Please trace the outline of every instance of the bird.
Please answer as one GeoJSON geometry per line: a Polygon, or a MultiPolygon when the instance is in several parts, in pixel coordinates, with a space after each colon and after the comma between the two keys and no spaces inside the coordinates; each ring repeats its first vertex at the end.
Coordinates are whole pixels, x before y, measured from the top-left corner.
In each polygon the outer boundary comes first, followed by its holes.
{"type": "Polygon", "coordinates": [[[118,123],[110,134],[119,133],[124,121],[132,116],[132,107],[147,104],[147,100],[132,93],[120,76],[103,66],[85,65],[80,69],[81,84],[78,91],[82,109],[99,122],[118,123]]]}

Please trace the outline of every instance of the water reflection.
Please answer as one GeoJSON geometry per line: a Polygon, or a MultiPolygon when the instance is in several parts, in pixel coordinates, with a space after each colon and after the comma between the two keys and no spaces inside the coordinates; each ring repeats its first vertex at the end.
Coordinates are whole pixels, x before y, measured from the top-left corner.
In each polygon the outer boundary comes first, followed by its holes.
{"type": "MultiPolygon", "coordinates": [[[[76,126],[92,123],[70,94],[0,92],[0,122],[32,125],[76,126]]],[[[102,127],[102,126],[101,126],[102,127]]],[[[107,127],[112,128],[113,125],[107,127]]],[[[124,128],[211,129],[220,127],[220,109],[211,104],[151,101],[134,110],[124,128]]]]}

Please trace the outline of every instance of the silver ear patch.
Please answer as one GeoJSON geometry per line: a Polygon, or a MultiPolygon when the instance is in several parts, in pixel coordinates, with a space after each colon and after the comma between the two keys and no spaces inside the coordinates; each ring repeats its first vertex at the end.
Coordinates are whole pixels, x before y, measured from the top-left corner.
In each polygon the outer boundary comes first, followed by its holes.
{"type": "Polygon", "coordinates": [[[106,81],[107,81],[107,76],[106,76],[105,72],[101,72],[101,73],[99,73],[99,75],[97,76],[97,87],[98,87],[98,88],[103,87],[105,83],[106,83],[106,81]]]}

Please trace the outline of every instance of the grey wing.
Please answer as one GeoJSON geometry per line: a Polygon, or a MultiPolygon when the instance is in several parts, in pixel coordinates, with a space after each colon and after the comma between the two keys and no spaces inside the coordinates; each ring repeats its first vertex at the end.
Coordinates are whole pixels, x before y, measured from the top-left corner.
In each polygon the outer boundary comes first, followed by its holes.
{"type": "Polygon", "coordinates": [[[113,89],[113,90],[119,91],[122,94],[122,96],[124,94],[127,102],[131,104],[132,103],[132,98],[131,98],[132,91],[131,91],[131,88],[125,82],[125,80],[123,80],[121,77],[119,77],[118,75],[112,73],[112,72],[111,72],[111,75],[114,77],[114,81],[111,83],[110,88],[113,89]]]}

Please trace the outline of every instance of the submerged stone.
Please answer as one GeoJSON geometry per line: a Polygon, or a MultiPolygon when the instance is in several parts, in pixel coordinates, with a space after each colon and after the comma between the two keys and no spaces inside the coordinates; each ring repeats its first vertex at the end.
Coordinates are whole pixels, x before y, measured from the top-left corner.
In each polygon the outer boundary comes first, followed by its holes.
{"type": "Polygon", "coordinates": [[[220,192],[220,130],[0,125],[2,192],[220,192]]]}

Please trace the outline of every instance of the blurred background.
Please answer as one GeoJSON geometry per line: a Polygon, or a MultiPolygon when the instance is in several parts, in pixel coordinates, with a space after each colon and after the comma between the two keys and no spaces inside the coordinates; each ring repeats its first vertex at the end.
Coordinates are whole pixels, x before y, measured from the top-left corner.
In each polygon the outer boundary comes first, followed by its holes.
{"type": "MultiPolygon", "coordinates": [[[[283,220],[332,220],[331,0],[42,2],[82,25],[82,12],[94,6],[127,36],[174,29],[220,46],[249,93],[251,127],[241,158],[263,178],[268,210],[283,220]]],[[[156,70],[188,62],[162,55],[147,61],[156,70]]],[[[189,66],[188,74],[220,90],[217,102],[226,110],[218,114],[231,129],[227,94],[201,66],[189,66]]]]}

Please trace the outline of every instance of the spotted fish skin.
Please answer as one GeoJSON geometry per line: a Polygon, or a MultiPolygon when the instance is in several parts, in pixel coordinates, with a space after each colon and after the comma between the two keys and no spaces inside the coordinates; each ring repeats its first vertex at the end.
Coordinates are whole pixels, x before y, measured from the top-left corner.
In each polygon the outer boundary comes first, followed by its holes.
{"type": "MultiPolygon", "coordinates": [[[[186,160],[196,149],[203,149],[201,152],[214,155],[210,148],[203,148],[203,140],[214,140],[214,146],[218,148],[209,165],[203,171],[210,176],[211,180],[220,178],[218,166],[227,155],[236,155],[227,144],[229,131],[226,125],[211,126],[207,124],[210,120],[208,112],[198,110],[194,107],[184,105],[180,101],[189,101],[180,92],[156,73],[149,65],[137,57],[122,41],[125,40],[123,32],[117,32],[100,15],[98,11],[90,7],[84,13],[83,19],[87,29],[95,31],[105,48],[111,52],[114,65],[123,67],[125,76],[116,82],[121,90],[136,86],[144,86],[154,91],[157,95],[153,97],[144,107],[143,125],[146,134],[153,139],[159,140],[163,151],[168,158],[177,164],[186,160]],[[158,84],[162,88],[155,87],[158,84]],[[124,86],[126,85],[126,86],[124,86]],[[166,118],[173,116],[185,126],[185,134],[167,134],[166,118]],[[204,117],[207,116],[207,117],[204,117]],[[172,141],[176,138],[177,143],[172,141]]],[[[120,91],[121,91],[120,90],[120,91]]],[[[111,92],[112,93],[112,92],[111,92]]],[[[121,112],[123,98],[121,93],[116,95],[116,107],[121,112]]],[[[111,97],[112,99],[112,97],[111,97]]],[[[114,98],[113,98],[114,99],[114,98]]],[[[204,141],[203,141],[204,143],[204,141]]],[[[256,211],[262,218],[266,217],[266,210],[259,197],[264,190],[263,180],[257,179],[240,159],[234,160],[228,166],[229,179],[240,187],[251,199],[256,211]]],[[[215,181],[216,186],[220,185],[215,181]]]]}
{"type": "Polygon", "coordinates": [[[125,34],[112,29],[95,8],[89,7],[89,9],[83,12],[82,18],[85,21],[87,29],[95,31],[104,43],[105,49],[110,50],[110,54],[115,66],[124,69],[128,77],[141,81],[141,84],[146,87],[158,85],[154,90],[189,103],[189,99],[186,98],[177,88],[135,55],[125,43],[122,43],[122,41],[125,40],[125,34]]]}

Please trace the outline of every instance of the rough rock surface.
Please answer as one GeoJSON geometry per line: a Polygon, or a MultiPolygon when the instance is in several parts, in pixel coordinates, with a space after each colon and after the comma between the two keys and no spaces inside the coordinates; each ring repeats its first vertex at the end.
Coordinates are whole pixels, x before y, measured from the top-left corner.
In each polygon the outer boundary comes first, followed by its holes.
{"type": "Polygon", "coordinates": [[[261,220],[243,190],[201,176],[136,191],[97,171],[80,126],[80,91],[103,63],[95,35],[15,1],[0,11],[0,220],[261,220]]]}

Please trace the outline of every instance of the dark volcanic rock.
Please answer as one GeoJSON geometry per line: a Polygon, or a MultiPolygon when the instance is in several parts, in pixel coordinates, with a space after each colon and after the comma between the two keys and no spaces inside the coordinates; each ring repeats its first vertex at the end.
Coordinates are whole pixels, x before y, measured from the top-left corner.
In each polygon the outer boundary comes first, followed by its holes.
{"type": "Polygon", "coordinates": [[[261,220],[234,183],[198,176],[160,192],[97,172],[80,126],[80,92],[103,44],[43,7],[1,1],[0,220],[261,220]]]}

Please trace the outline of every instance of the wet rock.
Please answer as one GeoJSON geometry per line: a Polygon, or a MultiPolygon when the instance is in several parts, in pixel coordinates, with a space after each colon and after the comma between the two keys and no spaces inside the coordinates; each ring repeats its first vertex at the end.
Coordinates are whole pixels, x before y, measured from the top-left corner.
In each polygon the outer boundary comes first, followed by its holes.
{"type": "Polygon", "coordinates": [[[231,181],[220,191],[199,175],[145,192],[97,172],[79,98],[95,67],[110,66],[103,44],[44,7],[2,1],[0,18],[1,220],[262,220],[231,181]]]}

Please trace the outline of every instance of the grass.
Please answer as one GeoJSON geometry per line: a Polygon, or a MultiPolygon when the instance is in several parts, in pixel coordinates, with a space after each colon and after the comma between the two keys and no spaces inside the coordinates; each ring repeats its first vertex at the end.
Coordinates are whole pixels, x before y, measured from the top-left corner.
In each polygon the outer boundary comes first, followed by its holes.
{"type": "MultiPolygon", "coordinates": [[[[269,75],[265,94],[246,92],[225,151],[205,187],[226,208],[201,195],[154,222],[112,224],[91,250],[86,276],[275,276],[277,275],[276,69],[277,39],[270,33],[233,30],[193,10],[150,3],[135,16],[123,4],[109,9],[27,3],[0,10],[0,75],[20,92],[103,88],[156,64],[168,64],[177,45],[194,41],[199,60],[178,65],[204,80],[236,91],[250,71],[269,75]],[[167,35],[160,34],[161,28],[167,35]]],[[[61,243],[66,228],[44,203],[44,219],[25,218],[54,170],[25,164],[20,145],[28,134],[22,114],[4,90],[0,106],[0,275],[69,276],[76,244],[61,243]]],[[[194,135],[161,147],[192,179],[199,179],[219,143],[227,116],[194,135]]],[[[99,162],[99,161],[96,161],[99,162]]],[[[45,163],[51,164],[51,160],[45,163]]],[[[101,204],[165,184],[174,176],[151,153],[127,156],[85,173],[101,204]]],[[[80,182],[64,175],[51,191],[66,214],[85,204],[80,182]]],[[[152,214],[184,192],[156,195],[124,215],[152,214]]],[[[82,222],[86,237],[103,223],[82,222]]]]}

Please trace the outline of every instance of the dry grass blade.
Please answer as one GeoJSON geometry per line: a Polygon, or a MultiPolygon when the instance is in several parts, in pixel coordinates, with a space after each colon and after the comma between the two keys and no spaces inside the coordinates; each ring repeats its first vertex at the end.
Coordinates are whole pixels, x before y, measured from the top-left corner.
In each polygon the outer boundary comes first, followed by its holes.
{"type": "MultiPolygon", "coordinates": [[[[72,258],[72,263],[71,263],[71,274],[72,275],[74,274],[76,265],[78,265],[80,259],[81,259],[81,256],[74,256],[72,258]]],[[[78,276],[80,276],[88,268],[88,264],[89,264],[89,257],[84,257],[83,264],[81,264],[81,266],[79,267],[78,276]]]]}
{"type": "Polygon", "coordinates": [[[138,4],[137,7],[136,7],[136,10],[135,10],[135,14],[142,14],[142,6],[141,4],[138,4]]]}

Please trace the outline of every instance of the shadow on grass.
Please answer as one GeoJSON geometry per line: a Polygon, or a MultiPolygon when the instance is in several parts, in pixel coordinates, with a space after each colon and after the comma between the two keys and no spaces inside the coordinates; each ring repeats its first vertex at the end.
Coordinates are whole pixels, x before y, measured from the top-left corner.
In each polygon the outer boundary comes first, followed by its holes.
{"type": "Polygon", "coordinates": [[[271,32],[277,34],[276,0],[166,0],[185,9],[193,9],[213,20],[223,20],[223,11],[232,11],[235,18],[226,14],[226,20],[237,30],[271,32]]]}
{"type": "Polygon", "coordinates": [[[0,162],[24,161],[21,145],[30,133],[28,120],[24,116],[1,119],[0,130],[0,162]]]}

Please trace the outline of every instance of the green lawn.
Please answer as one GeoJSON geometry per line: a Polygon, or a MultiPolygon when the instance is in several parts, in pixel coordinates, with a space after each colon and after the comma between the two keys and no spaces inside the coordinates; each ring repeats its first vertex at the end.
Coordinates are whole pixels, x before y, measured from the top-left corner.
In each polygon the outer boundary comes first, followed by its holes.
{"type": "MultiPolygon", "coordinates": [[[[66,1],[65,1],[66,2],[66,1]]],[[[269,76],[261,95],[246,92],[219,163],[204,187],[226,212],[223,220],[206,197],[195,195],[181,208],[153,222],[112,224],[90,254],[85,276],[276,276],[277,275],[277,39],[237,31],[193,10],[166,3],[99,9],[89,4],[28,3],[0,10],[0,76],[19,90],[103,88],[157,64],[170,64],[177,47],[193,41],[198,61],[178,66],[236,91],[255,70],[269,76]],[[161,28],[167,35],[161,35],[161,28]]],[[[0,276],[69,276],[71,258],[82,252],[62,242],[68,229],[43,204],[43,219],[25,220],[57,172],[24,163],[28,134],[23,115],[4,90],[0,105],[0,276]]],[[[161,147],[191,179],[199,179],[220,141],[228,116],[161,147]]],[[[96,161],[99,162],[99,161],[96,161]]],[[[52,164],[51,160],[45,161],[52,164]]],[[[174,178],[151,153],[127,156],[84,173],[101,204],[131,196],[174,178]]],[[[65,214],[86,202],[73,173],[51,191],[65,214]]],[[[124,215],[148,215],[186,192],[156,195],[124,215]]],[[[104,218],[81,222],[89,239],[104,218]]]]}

+===+

> Exercise objective
Recast the material as a Markdown table with the columns Row and Line, starting with the line containing "Please trace the outline of every instance of the green" and going on through the end of the material. Number each row and leave out blank lines.

> Solution for this exercise
| Row | Line |
|---|---|
| 1 | Please trace the outline of every instance of the green lawn. |
| 2 | Please answer as one GeoJSON geometry per line: a Polygon, or a MultiPolygon when the instance is in several parts, in pixel coordinates, with a space after each colon and after the comma between the two keys and no spaces inside the coordinates; each ring repeats its first vertex at the end. |
| 3 | Coordinates are whole pixels, x before y, measured from the top-left corner. |
| 4 | In each polygon the outer boundary comes first, followed by its holes. |
| 5 | {"type": "MultiPolygon", "coordinates": [[[[66,1],[65,1],[66,2],[66,1]]],[[[269,76],[261,95],[246,92],[219,163],[204,187],[226,212],[223,220],[206,197],[195,195],[181,208],[153,222],[112,224],[90,254],[85,276],[276,276],[277,275],[277,39],[237,31],[193,10],[166,3],[99,9],[89,4],[28,3],[0,10],[0,76],[19,90],[103,88],[157,64],[170,64],[177,47],[193,41],[198,61],[178,66],[236,91],[255,70],[269,76]],[[161,28],[167,35],[161,35],[161,28]]],[[[0,276],[69,276],[71,258],[82,252],[62,242],[68,229],[43,204],[43,219],[25,220],[57,172],[24,163],[28,134],[23,115],[4,90],[0,105],[0,276]]],[[[161,147],[191,179],[199,179],[220,141],[228,116],[161,147]]],[[[96,161],[99,162],[99,161],[96,161]]],[[[52,164],[51,160],[45,161],[52,164]]],[[[174,178],[151,153],[127,156],[84,173],[101,204],[131,196],[174,178]]],[[[65,214],[86,202],[73,173],[51,191],[65,214]]],[[[124,215],[148,215],[186,192],[156,195],[124,215]]],[[[104,218],[81,222],[89,239],[104,218]]]]} |